• YOUR GOAL:
Select every line in the items below that contains the string "gold", treating uppercase and lowercase as distinct, and copy each such line.

• DATA TO USE:
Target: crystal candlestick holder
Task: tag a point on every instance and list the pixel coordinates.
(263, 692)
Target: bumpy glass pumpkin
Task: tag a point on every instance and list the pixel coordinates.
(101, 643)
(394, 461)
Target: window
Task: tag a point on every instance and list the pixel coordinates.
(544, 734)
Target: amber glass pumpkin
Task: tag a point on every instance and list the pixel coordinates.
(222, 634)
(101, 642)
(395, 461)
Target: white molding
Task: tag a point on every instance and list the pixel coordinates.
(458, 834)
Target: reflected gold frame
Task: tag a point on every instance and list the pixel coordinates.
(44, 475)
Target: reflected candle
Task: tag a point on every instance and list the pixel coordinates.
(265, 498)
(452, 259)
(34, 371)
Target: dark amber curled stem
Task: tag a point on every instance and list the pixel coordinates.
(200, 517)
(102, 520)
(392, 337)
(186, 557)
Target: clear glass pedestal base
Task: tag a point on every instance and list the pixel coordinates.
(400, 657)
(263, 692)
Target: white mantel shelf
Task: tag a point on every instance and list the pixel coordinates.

...

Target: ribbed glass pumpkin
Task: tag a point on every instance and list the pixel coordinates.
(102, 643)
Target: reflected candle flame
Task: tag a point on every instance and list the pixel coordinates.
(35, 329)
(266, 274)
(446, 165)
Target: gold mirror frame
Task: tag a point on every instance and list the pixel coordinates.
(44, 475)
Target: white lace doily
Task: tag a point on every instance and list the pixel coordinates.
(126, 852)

---

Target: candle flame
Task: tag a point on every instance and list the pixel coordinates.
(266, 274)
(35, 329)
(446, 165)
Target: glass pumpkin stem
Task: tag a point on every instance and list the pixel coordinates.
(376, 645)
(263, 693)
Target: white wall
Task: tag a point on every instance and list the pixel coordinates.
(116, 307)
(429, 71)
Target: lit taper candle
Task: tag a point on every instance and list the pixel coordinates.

• FULL RESPONSE:
Target: reflected gold frame
Target: gold mirror frame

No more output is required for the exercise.